● Source records:
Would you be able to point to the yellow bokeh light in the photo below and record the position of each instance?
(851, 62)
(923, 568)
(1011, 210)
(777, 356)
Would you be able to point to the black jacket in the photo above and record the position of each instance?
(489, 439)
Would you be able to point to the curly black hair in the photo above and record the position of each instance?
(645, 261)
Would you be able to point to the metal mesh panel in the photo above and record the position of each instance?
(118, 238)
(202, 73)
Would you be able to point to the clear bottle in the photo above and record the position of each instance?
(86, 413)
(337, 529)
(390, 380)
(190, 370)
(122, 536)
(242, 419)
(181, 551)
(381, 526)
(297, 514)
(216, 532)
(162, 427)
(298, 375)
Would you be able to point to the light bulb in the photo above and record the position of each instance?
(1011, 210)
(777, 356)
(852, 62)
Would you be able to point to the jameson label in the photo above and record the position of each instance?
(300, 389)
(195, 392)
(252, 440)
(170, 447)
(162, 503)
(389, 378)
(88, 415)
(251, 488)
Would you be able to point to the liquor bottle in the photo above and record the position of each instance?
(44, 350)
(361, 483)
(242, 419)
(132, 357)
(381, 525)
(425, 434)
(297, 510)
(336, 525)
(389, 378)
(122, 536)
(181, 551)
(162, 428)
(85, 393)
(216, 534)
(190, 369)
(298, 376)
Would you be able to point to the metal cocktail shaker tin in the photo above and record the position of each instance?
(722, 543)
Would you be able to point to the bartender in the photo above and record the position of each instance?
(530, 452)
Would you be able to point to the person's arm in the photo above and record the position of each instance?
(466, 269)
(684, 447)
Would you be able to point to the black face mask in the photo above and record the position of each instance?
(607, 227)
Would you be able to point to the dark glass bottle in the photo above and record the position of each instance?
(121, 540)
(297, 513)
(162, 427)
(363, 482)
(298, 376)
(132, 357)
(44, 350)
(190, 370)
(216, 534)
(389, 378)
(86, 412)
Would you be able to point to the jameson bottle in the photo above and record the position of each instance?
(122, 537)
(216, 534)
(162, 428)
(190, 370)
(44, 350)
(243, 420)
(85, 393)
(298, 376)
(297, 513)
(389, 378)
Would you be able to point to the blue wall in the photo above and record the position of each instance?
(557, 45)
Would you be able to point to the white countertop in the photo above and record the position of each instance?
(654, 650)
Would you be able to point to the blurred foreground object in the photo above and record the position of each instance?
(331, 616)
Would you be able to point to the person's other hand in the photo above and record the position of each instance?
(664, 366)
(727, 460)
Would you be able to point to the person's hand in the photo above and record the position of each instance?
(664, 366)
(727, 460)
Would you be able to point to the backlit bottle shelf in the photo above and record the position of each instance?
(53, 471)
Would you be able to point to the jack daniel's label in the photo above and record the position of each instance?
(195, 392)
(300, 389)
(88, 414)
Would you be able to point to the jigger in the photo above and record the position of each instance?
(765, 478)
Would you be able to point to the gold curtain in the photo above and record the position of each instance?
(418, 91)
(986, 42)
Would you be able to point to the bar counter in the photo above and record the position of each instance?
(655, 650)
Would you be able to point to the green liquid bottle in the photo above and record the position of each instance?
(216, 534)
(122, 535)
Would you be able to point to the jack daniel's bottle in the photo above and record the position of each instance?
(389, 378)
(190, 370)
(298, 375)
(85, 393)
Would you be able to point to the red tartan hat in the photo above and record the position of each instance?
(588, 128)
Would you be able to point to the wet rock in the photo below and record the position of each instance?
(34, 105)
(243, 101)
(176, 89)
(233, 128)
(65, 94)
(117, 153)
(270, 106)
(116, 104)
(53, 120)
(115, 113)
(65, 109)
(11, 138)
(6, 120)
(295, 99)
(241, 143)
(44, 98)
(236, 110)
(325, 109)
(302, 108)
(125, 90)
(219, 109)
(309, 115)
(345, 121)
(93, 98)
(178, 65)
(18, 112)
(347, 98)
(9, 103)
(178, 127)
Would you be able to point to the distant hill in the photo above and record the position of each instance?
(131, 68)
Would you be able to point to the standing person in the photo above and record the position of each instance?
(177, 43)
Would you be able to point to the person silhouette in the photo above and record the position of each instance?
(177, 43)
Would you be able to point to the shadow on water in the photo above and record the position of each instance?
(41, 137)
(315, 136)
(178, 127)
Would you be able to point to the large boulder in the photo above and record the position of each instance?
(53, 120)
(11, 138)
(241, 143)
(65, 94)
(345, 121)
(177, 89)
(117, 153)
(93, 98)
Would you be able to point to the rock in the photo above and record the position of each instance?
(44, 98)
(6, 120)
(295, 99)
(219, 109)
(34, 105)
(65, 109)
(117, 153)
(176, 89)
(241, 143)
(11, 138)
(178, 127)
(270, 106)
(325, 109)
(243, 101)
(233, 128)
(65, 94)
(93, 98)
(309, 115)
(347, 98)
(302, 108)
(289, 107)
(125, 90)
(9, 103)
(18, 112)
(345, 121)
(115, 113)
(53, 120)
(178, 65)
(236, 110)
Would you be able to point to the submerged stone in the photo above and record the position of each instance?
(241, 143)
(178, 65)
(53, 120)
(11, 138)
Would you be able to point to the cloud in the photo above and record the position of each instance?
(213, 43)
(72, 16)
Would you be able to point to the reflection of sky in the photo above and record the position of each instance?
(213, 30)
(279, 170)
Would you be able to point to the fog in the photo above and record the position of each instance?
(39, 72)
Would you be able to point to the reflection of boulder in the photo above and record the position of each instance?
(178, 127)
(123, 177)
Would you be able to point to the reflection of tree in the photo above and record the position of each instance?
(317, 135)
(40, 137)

* * *

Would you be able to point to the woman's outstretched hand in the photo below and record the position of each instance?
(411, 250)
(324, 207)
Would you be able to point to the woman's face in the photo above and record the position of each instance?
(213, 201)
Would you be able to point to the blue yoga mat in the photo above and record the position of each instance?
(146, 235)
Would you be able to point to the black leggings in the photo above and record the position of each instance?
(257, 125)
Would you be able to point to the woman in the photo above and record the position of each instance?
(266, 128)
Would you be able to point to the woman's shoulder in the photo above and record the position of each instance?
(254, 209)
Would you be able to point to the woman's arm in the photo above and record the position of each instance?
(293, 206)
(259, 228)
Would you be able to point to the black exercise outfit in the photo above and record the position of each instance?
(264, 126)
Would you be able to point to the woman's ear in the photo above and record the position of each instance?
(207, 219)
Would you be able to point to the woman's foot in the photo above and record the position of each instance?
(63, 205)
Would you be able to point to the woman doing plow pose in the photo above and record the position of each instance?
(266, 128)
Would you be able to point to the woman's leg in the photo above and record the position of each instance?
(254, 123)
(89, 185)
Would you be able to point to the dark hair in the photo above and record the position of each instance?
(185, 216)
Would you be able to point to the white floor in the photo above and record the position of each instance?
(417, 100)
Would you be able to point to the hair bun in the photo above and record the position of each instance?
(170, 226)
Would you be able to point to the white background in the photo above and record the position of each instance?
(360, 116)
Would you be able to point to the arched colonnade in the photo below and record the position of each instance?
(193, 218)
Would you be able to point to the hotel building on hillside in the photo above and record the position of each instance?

---

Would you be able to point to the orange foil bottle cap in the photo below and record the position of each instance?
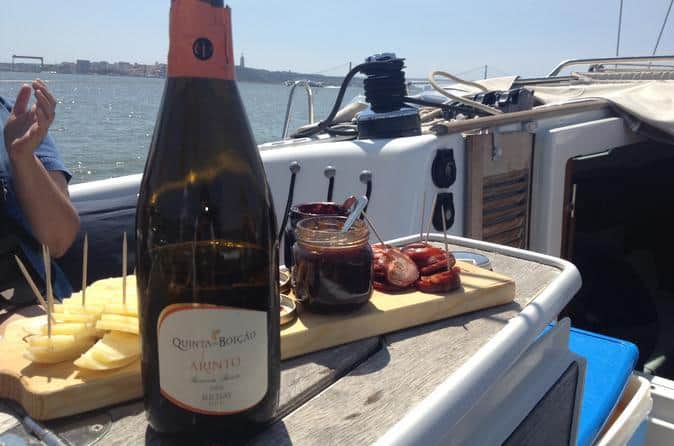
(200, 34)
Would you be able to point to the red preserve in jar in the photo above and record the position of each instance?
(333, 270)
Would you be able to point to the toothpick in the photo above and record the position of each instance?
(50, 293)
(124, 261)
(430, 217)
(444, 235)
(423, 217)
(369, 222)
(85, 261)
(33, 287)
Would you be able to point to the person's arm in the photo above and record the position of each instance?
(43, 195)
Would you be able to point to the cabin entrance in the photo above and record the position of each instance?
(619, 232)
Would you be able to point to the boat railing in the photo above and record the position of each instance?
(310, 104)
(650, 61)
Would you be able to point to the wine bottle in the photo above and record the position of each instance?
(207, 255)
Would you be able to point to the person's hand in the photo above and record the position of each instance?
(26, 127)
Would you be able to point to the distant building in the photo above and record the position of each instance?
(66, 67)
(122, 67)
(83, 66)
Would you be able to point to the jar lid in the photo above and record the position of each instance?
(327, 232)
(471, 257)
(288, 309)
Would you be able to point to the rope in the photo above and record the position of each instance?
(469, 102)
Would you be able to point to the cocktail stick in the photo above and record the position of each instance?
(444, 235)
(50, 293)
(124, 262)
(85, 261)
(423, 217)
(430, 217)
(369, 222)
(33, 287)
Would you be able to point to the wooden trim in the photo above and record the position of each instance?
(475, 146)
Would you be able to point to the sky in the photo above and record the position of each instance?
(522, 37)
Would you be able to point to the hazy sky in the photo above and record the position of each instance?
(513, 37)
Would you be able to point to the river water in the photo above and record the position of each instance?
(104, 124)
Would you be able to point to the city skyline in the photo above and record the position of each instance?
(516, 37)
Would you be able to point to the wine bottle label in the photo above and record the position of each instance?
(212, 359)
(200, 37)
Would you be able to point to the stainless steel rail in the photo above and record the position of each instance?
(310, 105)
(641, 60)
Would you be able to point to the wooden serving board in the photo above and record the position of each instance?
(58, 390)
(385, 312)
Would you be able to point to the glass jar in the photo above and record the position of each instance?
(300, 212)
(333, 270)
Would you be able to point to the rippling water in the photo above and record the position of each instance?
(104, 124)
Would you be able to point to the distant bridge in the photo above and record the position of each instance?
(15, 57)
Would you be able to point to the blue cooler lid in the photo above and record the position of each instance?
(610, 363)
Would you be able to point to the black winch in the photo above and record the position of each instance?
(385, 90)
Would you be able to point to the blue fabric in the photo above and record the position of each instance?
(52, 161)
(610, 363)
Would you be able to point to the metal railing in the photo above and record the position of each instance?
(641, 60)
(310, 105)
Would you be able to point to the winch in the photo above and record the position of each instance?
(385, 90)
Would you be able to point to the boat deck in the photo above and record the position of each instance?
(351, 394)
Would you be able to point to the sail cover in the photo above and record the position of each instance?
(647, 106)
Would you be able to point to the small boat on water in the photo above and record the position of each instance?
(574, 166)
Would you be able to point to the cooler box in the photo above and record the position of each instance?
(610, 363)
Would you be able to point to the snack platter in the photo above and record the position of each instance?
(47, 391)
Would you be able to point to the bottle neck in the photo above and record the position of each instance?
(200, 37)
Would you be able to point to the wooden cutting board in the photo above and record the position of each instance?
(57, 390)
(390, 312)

● The exercise:
How many lines in the three blocks above contain the string "boulder"? Reply with the number alone.

● Full response:
2